§ **DIRECTION**: Convert every line of the listing below into a JSON list of strings, with one string per line and no entries for blank lines. Leave the pictures out of your answer.

§ **Items for segmentation labeling**:
□ □ □

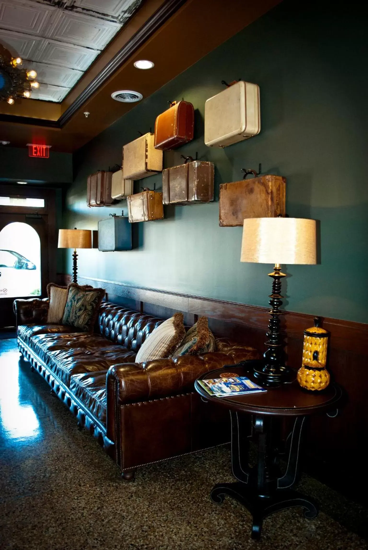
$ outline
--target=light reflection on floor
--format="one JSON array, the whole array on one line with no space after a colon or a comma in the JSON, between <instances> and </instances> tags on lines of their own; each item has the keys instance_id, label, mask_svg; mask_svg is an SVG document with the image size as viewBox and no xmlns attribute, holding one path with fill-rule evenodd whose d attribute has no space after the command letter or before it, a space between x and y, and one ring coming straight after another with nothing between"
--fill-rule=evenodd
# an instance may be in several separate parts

□ □ □

§ **SOLUTION TO THE PROBLEM**:
[
  "$ outline",
  "--target=light reflection on floor",
  "--format=\"one JSON array, the whole array on one line with no space after a colon or a comma in the JSON, between <instances> and </instances> tags on lines of their own; each item has the keys instance_id, label, mask_svg; mask_svg is an SVG document with the image size as viewBox and no xmlns attribute, holding one path with fill-rule evenodd whose d attribute has no space after the command letter or before it, a space between x and y, and one ring coming straight after another with nothing between\"",
  "--fill-rule=evenodd",
  "# an instance may be in several separate parts"
]